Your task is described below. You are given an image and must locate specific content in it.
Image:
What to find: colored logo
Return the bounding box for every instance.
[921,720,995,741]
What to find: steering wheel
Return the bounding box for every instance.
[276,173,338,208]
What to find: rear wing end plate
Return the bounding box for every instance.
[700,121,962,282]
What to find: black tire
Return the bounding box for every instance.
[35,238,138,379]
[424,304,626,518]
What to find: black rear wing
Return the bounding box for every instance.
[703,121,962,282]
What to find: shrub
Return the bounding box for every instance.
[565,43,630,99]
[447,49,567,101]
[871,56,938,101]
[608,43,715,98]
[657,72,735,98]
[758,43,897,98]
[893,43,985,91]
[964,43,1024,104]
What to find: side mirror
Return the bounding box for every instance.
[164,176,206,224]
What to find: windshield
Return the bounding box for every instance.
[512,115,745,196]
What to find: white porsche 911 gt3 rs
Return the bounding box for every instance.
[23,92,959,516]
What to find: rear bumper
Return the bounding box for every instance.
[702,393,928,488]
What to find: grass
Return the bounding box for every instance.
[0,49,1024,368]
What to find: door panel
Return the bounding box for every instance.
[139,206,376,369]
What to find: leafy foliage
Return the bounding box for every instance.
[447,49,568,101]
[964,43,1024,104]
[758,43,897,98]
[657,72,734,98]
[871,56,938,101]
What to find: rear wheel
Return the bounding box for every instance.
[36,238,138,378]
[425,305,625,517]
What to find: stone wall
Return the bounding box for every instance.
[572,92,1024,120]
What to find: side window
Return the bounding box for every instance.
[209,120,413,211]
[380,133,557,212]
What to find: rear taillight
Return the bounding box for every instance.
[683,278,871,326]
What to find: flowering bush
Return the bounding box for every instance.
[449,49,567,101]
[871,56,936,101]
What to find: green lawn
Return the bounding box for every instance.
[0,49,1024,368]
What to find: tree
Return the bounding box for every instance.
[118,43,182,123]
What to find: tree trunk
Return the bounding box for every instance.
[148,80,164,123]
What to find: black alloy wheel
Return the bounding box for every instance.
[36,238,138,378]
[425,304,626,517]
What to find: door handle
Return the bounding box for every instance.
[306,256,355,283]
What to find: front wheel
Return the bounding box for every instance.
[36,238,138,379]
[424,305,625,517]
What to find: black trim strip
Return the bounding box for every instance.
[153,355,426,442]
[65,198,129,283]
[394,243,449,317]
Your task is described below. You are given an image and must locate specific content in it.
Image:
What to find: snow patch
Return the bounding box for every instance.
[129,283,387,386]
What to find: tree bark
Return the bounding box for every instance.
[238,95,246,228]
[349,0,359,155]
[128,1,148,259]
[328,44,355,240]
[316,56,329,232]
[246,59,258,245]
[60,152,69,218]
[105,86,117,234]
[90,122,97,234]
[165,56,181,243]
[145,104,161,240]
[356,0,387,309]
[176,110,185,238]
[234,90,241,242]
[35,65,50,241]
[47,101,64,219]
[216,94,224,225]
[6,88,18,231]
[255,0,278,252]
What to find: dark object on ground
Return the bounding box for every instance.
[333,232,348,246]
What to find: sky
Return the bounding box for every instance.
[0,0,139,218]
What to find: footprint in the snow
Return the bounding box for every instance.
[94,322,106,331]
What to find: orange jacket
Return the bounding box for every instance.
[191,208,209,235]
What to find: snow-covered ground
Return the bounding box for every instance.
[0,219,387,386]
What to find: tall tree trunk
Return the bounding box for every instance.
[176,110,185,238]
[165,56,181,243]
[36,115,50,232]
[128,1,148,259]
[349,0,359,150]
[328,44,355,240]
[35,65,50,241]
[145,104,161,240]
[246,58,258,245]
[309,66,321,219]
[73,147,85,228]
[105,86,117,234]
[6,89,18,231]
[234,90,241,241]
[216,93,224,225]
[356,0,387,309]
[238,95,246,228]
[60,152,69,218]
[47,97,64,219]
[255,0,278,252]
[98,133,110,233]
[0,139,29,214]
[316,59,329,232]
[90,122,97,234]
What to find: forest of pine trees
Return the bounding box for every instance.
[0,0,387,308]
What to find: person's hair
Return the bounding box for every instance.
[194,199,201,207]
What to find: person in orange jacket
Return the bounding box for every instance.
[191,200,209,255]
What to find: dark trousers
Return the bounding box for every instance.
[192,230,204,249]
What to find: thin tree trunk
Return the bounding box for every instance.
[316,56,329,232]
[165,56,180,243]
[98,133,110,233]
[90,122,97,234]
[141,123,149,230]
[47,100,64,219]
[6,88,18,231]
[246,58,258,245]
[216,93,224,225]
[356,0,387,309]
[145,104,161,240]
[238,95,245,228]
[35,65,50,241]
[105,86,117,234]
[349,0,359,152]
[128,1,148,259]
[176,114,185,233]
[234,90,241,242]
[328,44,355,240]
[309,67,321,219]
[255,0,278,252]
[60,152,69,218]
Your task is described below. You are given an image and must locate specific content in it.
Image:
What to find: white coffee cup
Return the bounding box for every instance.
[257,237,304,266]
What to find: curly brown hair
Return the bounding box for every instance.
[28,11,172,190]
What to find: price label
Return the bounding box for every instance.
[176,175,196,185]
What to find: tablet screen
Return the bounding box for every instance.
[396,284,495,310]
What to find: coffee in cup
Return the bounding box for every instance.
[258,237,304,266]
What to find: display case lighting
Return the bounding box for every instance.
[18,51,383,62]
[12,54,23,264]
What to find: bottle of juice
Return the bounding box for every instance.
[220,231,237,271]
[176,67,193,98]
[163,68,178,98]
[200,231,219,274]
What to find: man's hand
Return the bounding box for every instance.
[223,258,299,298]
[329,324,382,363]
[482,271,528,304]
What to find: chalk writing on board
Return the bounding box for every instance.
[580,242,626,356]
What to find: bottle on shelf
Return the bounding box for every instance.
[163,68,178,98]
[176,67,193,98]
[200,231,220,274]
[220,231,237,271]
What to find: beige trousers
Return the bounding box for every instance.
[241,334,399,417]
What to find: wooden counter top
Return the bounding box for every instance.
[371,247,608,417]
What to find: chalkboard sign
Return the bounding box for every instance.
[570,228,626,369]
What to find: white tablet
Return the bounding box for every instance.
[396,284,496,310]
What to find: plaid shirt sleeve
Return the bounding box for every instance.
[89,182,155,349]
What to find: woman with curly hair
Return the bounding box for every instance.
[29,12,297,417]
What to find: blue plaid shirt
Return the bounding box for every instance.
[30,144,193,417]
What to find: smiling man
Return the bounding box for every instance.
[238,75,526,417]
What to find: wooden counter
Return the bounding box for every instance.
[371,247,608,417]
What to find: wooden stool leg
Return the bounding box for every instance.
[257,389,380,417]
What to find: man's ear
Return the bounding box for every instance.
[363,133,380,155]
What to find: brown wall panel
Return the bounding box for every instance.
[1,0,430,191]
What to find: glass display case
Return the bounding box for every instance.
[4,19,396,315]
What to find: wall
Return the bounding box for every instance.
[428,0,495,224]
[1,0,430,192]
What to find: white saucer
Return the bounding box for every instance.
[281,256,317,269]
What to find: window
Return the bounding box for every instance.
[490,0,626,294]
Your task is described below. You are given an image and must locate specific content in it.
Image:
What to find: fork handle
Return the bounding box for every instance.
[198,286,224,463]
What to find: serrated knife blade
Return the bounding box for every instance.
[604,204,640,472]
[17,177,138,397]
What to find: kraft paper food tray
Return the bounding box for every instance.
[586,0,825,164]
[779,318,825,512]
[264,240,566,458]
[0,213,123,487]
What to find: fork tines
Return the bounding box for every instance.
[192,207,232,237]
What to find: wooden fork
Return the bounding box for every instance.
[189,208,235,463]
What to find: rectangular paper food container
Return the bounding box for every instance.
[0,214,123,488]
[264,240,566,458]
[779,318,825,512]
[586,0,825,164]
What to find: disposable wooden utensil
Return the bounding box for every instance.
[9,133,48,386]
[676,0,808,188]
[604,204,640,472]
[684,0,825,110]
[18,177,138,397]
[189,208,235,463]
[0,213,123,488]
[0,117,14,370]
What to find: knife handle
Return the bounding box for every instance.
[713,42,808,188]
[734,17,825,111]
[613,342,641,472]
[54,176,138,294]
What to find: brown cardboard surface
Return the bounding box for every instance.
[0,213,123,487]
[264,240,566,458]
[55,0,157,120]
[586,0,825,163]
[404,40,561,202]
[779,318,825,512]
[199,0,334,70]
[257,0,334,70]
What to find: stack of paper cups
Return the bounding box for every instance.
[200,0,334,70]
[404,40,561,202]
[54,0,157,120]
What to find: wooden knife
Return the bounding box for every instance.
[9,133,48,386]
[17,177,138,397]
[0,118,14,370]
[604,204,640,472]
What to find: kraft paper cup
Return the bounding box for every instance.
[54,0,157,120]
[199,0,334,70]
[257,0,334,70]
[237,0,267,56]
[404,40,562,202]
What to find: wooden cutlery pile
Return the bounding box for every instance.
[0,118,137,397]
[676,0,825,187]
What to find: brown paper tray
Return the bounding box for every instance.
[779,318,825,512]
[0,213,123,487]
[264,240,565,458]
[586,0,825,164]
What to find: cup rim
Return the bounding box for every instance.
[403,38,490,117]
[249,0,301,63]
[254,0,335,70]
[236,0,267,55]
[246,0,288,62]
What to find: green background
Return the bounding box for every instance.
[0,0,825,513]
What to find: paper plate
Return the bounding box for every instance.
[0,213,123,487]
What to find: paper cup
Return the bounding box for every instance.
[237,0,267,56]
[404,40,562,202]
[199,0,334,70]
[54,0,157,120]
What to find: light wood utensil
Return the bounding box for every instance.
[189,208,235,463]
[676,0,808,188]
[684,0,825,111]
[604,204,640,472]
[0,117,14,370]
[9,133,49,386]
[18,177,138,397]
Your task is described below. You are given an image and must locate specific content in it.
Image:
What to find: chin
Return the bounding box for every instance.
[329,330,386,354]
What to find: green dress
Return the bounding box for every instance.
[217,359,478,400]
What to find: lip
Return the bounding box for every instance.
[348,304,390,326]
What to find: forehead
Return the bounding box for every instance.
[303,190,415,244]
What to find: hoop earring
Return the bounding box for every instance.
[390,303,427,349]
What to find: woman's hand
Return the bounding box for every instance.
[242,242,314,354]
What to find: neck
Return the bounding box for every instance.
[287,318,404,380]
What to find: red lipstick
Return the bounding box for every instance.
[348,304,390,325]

### Exercise instructions:
Copy the material from the line with "What to find: windshield" to the line with "[139,206,376,369]", changing "rear bumper" to "back bumper" and keeping everything else the same.

### Reply to the task:
What to find: windshield
Return the bounding box for every instance.
[512,115,745,196]
What to find: white porsche 911 gt3 rs
Return the bounding box for every instance.
[23,92,959,516]
What to find: back bumper
Return the bounding box for every instance.
[702,393,928,488]
What to find: grass
Return the bounding box for every instance.
[0,49,1024,368]
What to find: door panel
Return the bounding box for every instance.
[139,206,376,369]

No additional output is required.